Locate every line in the material below that contains the string "sunglasses", and copy each of those lines. Case counts.

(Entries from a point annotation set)
----------------

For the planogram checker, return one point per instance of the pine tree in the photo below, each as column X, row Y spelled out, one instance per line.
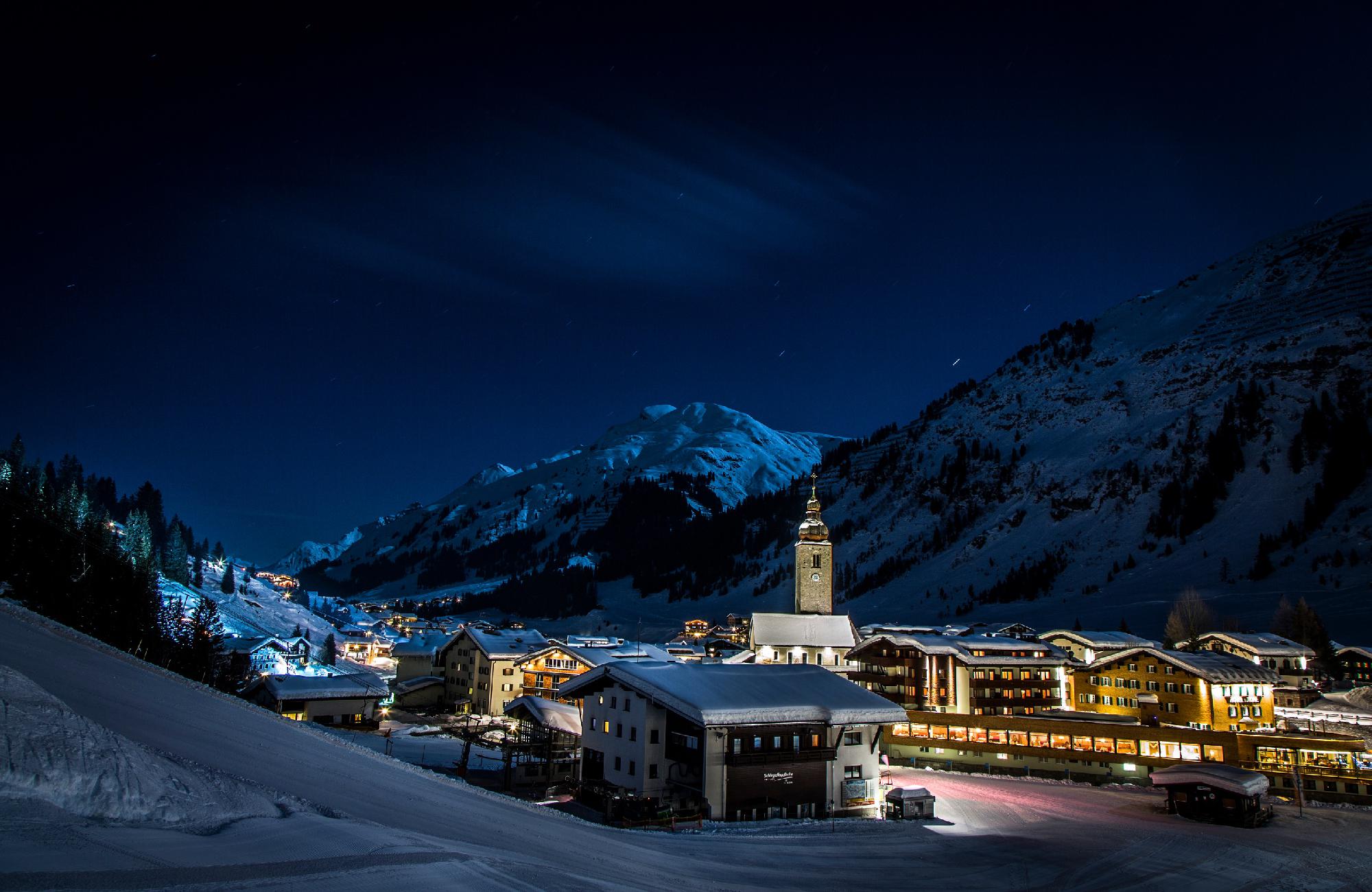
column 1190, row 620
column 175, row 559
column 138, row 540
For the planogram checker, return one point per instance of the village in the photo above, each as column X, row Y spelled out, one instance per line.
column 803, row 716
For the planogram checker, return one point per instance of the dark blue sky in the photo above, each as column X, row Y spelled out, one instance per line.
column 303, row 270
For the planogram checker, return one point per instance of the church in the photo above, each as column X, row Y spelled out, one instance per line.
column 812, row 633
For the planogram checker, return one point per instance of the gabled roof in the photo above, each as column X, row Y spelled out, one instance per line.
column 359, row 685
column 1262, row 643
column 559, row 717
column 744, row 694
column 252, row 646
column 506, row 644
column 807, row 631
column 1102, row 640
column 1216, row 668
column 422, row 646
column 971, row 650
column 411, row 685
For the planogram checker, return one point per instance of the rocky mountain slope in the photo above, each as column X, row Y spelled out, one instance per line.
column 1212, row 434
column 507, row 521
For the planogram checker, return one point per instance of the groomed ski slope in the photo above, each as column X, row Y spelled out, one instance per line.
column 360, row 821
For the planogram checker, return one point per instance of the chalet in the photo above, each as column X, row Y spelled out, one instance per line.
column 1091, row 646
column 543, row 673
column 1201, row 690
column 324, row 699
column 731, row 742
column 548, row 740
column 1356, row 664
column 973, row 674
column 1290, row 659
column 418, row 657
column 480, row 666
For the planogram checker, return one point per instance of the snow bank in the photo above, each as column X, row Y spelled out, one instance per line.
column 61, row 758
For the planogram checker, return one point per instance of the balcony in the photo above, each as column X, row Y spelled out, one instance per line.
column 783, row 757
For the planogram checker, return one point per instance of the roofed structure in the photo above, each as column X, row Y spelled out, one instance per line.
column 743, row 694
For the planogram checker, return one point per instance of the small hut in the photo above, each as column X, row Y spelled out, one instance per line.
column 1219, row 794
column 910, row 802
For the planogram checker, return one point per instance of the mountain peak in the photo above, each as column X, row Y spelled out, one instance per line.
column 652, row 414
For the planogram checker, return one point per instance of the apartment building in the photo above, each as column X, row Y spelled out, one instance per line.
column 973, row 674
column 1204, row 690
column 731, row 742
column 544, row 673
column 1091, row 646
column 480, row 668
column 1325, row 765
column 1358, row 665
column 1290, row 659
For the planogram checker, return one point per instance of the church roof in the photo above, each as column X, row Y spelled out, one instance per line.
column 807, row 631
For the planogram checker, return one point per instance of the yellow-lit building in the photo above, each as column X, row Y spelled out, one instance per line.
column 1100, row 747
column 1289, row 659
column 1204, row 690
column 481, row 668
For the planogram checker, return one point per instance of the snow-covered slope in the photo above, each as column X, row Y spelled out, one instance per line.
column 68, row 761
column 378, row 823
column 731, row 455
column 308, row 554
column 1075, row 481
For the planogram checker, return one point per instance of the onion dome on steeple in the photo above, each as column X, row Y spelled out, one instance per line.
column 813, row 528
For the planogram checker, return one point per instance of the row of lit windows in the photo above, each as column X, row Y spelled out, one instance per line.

----------------

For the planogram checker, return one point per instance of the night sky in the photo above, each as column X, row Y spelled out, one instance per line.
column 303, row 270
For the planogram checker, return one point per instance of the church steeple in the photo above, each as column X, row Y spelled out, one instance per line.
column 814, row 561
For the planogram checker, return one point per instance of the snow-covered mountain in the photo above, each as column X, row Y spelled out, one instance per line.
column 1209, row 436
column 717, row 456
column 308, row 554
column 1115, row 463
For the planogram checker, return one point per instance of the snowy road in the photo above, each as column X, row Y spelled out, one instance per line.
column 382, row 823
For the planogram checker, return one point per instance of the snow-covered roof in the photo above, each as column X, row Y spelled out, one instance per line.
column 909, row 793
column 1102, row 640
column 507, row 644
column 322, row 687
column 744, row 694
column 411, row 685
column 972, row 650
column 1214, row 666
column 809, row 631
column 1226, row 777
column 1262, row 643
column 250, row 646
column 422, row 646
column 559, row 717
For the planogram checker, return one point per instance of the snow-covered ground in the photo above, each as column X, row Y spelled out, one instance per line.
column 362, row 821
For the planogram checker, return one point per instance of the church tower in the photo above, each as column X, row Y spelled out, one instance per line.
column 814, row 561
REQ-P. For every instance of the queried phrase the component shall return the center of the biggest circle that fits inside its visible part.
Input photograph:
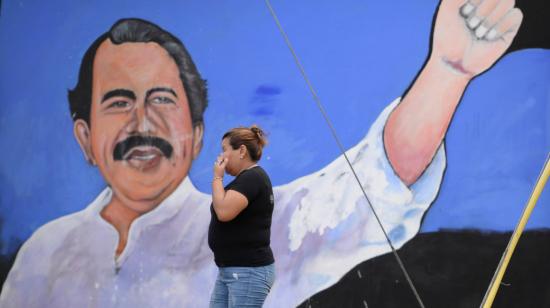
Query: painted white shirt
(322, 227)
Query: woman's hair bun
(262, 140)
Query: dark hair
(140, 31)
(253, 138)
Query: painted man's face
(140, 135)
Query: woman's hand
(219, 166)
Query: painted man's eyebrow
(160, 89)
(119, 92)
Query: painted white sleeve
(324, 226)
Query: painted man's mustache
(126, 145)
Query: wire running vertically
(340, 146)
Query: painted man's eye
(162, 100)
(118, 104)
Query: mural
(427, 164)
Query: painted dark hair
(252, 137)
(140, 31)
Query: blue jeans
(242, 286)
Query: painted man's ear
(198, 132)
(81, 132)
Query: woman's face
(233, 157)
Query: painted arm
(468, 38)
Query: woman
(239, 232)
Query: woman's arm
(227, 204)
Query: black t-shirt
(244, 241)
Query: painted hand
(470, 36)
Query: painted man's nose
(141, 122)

----------------

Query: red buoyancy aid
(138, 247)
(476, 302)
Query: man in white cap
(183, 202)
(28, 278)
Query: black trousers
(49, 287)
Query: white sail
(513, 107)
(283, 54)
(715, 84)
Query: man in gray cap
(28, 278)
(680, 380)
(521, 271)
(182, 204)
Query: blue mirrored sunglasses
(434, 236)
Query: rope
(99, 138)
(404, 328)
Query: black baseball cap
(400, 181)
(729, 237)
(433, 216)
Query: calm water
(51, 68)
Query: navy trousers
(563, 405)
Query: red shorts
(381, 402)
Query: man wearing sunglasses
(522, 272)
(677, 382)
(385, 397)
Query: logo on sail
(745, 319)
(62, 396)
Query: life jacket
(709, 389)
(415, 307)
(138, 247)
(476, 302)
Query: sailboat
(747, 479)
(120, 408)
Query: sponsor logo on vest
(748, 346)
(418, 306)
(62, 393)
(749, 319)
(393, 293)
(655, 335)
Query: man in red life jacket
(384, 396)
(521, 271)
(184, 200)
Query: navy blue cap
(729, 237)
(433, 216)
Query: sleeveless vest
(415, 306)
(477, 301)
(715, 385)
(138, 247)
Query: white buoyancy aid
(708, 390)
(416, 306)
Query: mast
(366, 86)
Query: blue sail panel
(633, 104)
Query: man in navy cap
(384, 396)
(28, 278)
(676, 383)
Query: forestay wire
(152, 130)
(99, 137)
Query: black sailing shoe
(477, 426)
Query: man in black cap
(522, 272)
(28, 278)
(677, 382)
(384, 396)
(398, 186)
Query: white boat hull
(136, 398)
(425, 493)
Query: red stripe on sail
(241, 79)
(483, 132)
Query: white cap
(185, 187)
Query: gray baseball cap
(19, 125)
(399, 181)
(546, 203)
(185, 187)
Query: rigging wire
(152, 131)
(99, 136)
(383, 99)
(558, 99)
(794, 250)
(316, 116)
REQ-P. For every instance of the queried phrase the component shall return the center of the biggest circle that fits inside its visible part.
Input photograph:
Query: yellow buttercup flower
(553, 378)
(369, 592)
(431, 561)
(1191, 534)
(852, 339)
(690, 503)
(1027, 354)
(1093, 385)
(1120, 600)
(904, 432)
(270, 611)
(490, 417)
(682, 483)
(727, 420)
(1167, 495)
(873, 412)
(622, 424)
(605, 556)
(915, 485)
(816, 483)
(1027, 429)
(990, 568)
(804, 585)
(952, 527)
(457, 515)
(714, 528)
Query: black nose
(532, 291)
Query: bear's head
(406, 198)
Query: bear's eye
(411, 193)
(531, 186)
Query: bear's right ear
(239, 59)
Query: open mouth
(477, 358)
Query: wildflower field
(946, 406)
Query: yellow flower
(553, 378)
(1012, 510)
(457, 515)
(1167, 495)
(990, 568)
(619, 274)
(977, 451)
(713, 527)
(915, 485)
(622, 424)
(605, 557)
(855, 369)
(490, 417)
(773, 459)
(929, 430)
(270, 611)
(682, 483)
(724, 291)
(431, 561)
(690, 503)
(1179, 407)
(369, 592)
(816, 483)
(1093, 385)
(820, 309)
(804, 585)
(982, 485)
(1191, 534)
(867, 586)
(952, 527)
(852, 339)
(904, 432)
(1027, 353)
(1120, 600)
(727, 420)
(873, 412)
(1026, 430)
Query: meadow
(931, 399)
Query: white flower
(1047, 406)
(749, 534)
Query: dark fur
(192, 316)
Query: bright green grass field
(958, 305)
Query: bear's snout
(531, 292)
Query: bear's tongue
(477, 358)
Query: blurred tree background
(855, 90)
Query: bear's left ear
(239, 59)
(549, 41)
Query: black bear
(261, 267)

----------------

CORRECT OUTPUT ::
Query: blue mirrored sunglasses
Query: man wearing sunglasses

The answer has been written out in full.